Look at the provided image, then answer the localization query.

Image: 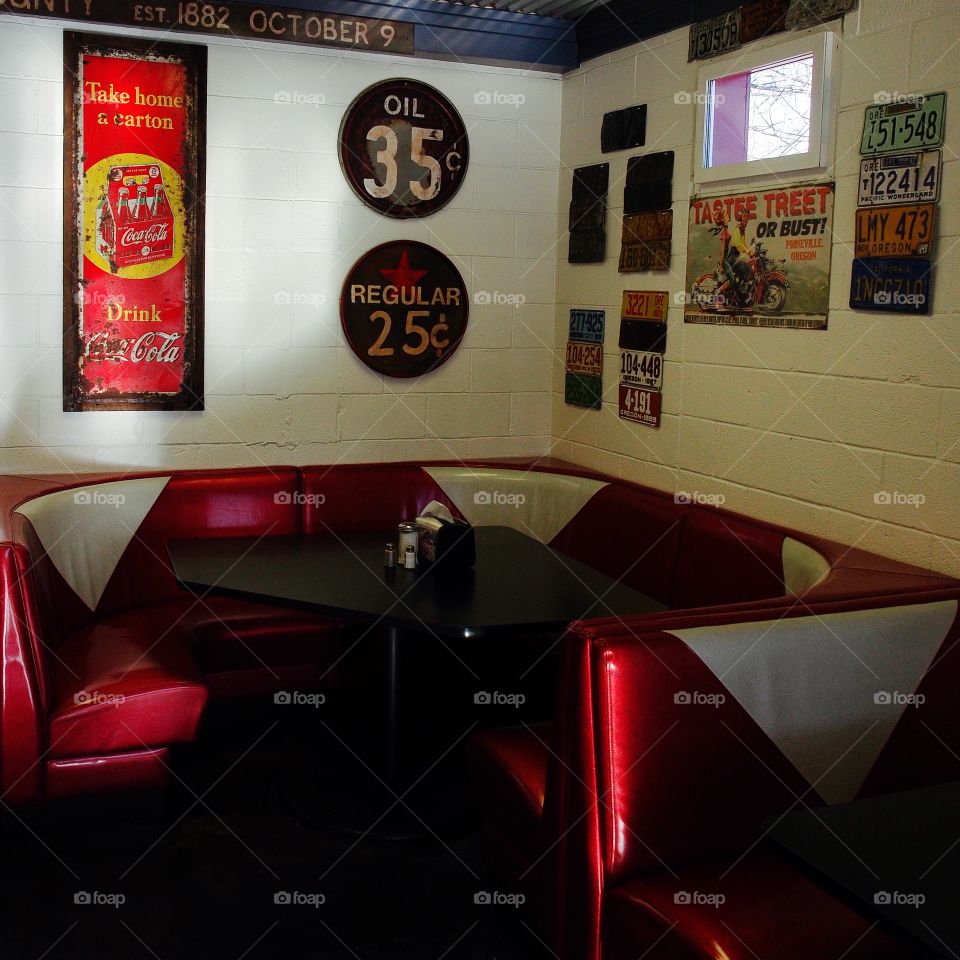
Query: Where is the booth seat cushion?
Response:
[48,608,207,759]
[669,506,786,608]
[602,848,922,960]
[471,724,550,879]
[550,483,686,604]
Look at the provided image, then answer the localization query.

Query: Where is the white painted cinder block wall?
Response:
[0,15,561,472]
[553,0,960,575]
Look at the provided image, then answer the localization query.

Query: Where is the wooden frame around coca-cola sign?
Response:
[63,33,207,411]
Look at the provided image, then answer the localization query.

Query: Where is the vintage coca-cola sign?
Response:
[64,34,206,410]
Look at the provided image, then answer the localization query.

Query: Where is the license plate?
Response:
[860,93,947,156]
[857,150,941,207]
[570,310,607,343]
[687,8,740,61]
[620,290,670,320]
[623,210,673,243]
[620,350,663,390]
[619,240,670,273]
[854,203,936,257]
[619,383,663,427]
[850,259,930,314]
[567,340,603,377]
[563,373,603,410]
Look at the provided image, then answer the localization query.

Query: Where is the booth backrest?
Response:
[580,590,960,884]
[551,483,687,606]
[0,543,48,806]
[15,467,301,646]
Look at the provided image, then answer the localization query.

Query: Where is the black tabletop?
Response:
[769,784,960,958]
[167,527,664,637]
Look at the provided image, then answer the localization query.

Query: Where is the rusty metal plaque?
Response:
[339,79,470,219]
[340,240,469,377]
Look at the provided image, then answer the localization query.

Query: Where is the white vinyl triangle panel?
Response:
[17,477,170,610]
[669,600,957,803]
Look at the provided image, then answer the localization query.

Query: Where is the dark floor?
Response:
[0,696,548,960]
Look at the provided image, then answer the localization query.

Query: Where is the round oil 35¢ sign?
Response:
[340,240,469,377]
[339,79,469,219]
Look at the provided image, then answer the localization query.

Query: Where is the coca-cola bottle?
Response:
[153,183,170,219]
[117,187,130,227]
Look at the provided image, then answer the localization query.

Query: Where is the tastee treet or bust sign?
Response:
[339,79,469,219]
[340,240,469,377]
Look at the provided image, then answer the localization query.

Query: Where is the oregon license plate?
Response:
[570,310,607,343]
[854,203,936,257]
[857,150,941,207]
[860,93,947,156]
[619,383,663,427]
[620,350,663,390]
[620,290,670,320]
[563,373,603,410]
[567,340,603,377]
[687,7,740,61]
[850,259,930,314]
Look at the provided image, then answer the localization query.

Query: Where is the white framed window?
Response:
[694,31,839,183]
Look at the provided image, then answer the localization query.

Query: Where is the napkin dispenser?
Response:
[416,500,477,570]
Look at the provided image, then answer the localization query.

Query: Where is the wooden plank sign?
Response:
[63,33,207,411]
[0,0,414,54]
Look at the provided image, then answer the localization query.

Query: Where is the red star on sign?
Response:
[380,250,429,290]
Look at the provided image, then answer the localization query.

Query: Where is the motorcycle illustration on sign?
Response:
[684,183,833,330]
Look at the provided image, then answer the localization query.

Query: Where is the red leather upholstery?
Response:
[97,467,300,616]
[670,506,786,607]
[471,724,550,924]
[0,543,46,805]
[602,850,925,960]
[551,484,686,605]
[48,601,207,758]
[303,463,462,534]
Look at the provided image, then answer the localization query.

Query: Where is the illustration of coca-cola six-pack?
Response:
[96,163,173,270]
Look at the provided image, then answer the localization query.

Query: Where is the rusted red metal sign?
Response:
[63,33,206,411]
[340,240,469,377]
[339,79,470,219]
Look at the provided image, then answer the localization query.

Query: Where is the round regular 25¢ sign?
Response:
[340,79,469,219]
[340,240,469,377]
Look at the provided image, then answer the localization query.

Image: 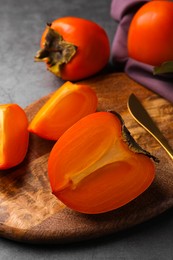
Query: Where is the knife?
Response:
[127,94,173,160]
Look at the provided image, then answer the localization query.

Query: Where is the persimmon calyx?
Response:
[35,24,77,77]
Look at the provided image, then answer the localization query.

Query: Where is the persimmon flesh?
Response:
[0,104,29,170]
[28,81,98,140]
[48,112,155,214]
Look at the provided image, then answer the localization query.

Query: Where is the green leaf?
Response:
[153,61,173,75]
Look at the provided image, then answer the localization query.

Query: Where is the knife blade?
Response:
[127,94,173,160]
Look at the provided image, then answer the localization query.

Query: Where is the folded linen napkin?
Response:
[111,0,173,102]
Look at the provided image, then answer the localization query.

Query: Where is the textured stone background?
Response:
[0,0,173,260]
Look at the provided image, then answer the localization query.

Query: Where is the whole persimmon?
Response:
[127,1,173,66]
[35,17,110,81]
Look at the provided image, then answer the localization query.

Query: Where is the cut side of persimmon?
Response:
[48,112,155,214]
[0,104,29,170]
[28,81,97,140]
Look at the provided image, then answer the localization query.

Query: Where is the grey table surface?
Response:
[0,0,173,260]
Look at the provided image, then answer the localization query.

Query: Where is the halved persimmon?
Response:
[28,81,97,140]
[48,112,155,214]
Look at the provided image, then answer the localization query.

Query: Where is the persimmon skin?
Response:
[28,81,98,140]
[0,104,29,170]
[48,112,155,214]
[127,1,173,66]
[38,17,110,81]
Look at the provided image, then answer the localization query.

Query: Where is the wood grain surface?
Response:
[0,73,173,243]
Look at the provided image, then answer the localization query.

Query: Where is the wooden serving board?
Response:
[0,73,173,243]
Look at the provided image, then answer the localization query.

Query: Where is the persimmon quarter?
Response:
[28,81,97,140]
[0,104,29,170]
[48,112,155,214]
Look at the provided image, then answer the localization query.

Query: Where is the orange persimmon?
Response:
[35,17,110,81]
[127,1,173,66]
[28,81,98,140]
[0,104,29,170]
[48,112,155,214]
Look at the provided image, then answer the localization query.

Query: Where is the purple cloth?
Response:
[111,0,173,102]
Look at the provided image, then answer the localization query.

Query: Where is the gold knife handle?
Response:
[127,94,173,160]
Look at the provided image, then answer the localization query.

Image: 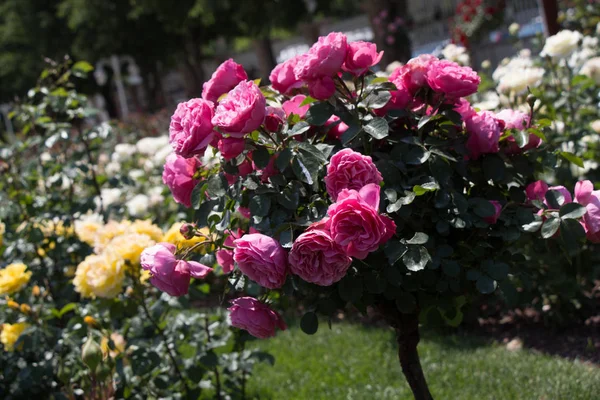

-*-

Identify each line of the data above that contains the word "illustration", and reproduce every such line in full.

→ Output of the task:
Query: Where is the motorcycle illustration on sign?
Query: Where is the illustration of coca-cola six-pack?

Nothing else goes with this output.